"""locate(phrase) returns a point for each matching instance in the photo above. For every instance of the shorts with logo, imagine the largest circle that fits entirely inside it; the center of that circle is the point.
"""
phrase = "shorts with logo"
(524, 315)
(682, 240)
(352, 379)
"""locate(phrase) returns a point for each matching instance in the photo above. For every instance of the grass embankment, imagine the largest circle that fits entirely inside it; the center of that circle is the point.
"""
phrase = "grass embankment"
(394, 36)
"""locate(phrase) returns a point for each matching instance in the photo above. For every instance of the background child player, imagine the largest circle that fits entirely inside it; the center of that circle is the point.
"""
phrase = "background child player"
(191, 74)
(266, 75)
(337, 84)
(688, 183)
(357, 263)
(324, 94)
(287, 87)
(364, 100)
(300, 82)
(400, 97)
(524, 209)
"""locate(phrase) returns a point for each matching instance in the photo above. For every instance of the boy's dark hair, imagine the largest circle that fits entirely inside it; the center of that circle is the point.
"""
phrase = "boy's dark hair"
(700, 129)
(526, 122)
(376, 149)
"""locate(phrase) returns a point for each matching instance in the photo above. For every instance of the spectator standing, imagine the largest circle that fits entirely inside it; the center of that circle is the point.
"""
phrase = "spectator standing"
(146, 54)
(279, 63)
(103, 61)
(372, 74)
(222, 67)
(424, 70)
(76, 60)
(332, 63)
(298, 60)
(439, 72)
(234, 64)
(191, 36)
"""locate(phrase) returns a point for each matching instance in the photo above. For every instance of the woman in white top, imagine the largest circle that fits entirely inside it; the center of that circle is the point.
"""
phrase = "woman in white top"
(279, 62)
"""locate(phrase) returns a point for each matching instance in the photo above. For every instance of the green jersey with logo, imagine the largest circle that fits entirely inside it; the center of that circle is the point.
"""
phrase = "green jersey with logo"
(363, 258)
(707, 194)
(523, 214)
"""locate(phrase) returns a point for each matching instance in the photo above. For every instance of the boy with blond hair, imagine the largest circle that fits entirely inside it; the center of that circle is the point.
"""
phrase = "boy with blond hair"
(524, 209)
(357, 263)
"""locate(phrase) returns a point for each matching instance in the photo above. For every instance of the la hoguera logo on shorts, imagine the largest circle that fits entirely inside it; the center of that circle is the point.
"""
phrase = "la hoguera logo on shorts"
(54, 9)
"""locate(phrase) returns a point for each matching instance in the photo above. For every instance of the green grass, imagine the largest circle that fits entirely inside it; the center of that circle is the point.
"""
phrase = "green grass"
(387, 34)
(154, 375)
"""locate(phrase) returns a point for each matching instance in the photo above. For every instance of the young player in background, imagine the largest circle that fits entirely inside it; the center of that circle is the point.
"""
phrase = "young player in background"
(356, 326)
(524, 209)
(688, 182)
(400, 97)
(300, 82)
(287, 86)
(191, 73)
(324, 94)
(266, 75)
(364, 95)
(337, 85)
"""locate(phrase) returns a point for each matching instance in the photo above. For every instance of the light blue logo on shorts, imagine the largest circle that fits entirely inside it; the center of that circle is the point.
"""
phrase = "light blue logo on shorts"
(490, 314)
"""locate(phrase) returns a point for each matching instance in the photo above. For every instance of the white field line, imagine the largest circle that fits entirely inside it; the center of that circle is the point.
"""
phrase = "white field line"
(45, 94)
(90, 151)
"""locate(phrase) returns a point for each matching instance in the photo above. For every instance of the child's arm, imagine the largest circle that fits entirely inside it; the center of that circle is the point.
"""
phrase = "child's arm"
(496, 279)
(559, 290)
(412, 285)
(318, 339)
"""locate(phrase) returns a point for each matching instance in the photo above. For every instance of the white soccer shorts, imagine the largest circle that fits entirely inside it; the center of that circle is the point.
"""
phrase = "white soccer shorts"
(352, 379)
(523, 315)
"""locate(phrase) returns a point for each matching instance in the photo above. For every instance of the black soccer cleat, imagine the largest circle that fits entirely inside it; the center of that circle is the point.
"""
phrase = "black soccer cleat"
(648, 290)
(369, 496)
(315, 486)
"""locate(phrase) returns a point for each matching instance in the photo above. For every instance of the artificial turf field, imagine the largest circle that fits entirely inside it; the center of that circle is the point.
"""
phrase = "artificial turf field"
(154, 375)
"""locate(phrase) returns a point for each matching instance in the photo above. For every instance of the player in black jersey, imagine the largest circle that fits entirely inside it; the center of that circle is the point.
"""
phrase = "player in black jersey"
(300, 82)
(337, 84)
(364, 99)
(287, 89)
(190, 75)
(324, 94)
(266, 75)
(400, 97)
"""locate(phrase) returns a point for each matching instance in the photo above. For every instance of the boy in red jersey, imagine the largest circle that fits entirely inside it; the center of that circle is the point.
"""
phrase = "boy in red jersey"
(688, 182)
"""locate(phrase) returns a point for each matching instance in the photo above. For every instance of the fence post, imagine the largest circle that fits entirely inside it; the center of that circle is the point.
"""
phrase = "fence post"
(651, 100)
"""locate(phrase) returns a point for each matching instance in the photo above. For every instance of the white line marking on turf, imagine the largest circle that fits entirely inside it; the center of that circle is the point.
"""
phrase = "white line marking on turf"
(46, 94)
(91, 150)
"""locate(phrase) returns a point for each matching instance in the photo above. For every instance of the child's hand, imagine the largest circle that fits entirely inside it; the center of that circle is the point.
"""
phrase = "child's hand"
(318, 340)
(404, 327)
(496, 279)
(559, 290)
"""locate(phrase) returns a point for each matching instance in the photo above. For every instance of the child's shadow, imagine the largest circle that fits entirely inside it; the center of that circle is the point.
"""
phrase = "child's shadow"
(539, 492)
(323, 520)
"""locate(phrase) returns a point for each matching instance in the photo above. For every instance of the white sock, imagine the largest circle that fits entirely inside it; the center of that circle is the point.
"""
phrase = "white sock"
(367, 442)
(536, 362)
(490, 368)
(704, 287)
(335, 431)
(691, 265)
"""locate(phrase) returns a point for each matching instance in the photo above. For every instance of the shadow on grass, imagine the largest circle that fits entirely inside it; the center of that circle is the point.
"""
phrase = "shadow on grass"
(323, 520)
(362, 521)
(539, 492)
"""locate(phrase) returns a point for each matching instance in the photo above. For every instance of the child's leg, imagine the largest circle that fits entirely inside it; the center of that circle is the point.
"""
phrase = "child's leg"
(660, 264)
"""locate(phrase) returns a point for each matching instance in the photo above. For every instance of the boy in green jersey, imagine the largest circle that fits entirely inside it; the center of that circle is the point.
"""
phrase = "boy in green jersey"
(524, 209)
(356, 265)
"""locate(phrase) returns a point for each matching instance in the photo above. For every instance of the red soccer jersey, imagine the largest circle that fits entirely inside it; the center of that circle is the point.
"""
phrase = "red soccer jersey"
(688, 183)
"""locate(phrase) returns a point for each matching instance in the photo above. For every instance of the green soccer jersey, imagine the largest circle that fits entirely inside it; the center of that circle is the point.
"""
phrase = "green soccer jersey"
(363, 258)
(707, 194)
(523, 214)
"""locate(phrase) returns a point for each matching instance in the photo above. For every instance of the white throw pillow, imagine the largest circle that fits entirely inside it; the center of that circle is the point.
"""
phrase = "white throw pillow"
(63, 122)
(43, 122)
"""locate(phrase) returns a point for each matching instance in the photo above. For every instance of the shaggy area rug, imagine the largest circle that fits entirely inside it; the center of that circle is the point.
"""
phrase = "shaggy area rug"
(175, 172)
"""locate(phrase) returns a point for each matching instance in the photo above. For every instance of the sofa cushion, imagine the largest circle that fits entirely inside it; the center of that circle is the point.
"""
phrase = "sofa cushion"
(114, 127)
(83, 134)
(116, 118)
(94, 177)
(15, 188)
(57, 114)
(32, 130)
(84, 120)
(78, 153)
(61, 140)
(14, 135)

***

→ EXERCISE DETAILS:
Edit the data above so that every occurrence of "largest circle" becomes "biggest circle", leaving everything else unchanged.

→ TASK RESPONSE:
"""locate(phrase) returns a point for each matching instance in the photo above. For every instance of the shorts with logo, imagine the biggest circle that fits entirely inside it; the center of that circle is the point.
"""
phrase = "shorts with logo"
(524, 315)
(682, 240)
(352, 379)
"""locate(phrase) returns a point for each matching instance in the photo above. For every instance of the grass embankment, imagine the biggest circle that fits entirely inside it; the center of that circle is the point.
"""
phrase = "grass embankment"
(394, 36)
"""locate(phrase) returns a point for each matching instance in the photo above. For every instance of the background child player, imagine the biggest circle that fits entirely inside it; the center of that circle is the point.
"""
phrase = "background child player"
(191, 74)
(266, 75)
(337, 84)
(688, 183)
(357, 263)
(324, 94)
(287, 87)
(364, 100)
(300, 82)
(400, 97)
(524, 209)
"""locate(phrase) returns a point for each matching instance in the photo above. For every instance of the boy's dark hair, imagine the biggest circle that fits entirely inside it; the center of that circle is the point.
"""
phrase = "boy's dark hair"
(700, 129)
(526, 122)
(376, 149)
"""locate(phrase) returns a point for each matching instance in the photo above. For every instance of the spectator standing, imagine the biggest circle that fits entirely inside it; the center of that circle is the point.
"""
phrase = "spectator standing"
(146, 54)
(279, 63)
(103, 61)
(372, 74)
(222, 67)
(424, 70)
(76, 60)
(332, 63)
(298, 60)
(439, 72)
(234, 64)
(191, 36)
"""locate(phrase) returns a point for each matching instance in the photo above. For every instance of the woman in white top, imagine the biggest circle that fits entirely inside it; the center of that circle is the point.
"""
phrase = "woman in white top"
(279, 62)
"""locate(phrase) returns a point for each matching instance in the photo above. For every instance of the green jersey with logo, imagine the biggest circle that fits entirely inside it; the center of that circle is the point.
"""
phrase = "green jersey with logo"
(363, 258)
(707, 194)
(523, 214)
"""locate(phrase) returns a point for each matching instance in the photo above. For every instance of the boy with blond hair, imagine the biggest circle that fits entirely inside it; the center of that circle is the point.
"""
phrase = "boy with blond hair"
(524, 209)
(357, 263)
"""locate(phrase) returns a point for each matching instance in the photo above. For every instance of the la hoguera logo on shorts, imagine the biggest circle that fits entirely inside it; the center of that circle is the point.
"""
phrase = "la hoguera logo on shorts"
(54, 9)
"""locate(phrase) returns a point for each matching instance in the photo above. For every instance of the green grass, imagine the biggest circle that fits entirely inside it; the center of that circle is the point.
"""
phrase = "green grass"
(387, 34)
(154, 375)
"""locate(phrase) returns a point for each matching instance in the photo above. For every instance of the young player in background, imagine the biggest circle that fits entirely inside it; the center of that circle is the point.
"""
phrase = "young player in background"
(356, 326)
(524, 209)
(688, 182)
(400, 97)
(300, 82)
(287, 86)
(191, 73)
(324, 94)
(266, 75)
(364, 95)
(337, 85)
"""locate(phrase) returns a point for each matching instance in the photo above. For every instance of the light blue logo on shorts, imagine the biggest circle that fits entirely inside it; the center of that circle is the point.
"""
phrase = "light blue logo on shorts"
(490, 314)
"""locate(phrase) returns a point for each matching instance in the photo above. For every instance of the white field line, imagine the biggest circle that fits entirely inside it; the center of that circle is the point.
"""
phrase = "white field line"
(45, 94)
(90, 151)
"""locate(phrase) returns a point for each matching instance in the photo above. For every instance of the child's arm, imagine the biggest circle that fits entirely inside it; the center of that circle is the point.
"""
phrase = "child's arm"
(496, 279)
(559, 290)
(412, 285)
(318, 339)
"""locate(phrase) returns a point for each matching instance in the photo above. For every instance of the white soccer shorts, imagine the biggest circle that fits entirely inside it; the center of that circle is the point.
"""
phrase = "white soccer shorts"
(352, 379)
(523, 315)
"""locate(phrase) returns a point for each matching instance in the photo above. For every instance of the black soccer cleat, imagine the biggest circle that fits entirely inside it; the center of that circle is the point.
"""
phrase = "black soccer cleat"
(648, 290)
(369, 496)
(315, 486)
"""locate(phrase) returns a point for each matching instance in the photo above. For every instance of the artificial turf field, imagine the biggest circle that fits entirely inside it; the center of that circle is the point.
"""
phrase = "artificial turf field"
(154, 375)
"""locate(phrase) returns a point for each matching instance in the photo above. For every instance of the player in black jersey, imagine the biggest circle that fits entirely inside it; the center of that circle is the point.
"""
phrase = "player in black jersey"
(300, 82)
(337, 84)
(364, 99)
(287, 89)
(190, 75)
(324, 94)
(266, 75)
(400, 97)
"""locate(phrase) returns a point for each matching instance in the photo above. For every instance of the boy in red jersey, imagine the biggest circle that fits entirely inside it; the center of that circle is the point.
"""
phrase = "boy in red jersey"
(688, 182)
"""locate(phrase) returns a point for each matching instance in the photo above. For every instance of the fence post, imagine the biggest circle that fits entirely inside it; the center of that circle is the point.
"""
phrase = "fence post"
(651, 100)
"""locate(phrase) returns a point for each matching instance in the photo above. For every instance of the white line marking on turf, imagine the biggest circle that fits entirely inside it; the center of that circle is the point.
"""
phrase = "white line marking on turf"
(46, 94)
(91, 150)
"""locate(phrase) returns a point for each matching instance in the photo above. For every instance of the child's hand, imagine the biggest circle that fits entirely inside it; the center of that circle is the point.
"""
phrase = "child's hand"
(318, 340)
(404, 327)
(496, 279)
(559, 290)
"""locate(phrase) returns a point for each matching instance in the photo above. For every instance of the child's shadow, imagine the biggest circle that fits entirely inside it; the center of that circle is the point.
"""
phrase = "child's shadow"
(539, 492)
(323, 520)
"""locate(phrase) returns a point for each matching instance in the photo above. For every instance of the white sock, imagine the biggest circle that fits entirely inside it; the center of that circle is the point.
"""
phrase = "white sock"
(367, 442)
(536, 362)
(490, 368)
(704, 287)
(335, 431)
(691, 265)
"""locate(phrase) returns a point for each matching instance in the photo above. For every instance of the shadow on grass, imagine the biggest circle that fits entirely inside it; the center of that circle is the point.
"""
phrase = "shadow on grass"
(323, 520)
(362, 521)
(539, 492)
"""locate(phrase) returns a point for each matching instance in the photo above. For every instance of the child's leg, imagine the biggest circle that fits entirely inside it; the center of that circle is the point.
"""
phrase = "child's leg"
(660, 264)
"""locate(phrase) returns a point for each matching instance in the photo above. For every instance of the boy in green jersey, imagine the biggest circle that fits entirely inside it; the center of that circle is the point.
"""
phrase = "boy in green jersey"
(524, 209)
(356, 265)
"""locate(phrase) returns a point for each matching instance in the photo above. For every instance of the red soccer jersey, imagine the biggest circle that fits entirely inside it; the center of that circle is the point.
"""
phrase = "red soccer jersey"
(688, 183)
"""locate(phrase) returns a point for each matching instance in the photo above. For every instance of the green soccer jersey, imagine the biggest circle that fits entirely inside it; the center of that circle is the point.
"""
phrase = "green soccer jersey"
(363, 258)
(707, 194)
(523, 214)
"""locate(phrase) returns a point for each matching instance in the photo above. For every instance of the white throw pillow, imagine the biggest circle that fits entirely inside it; the center of that circle is the point.
"""
phrase = "white throw pillow"
(63, 122)
(43, 122)
"""locate(phrase) returns a point for each matching instance in the photo above. For every instance of the shaggy area rug, imagine the biggest circle that fits entirely inside it; the center of that circle is the point.
"""
phrase = "shaggy area rug"
(175, 172)
"""locate(phrase) returns a point for each matching instance in the photo above. For every instance of the sofa cushion, imagine the biggest circle that fits entirely inside it; the center of that circle is the point.
"""
phrase = "sofa cushion"
(114, 127)
(83, 134)
(116, 118)
(94, 177)
(15, 188)
(57, 114)
(32, 130)
(84, 120)
(78, 153)
(61, 140)
(14, 135)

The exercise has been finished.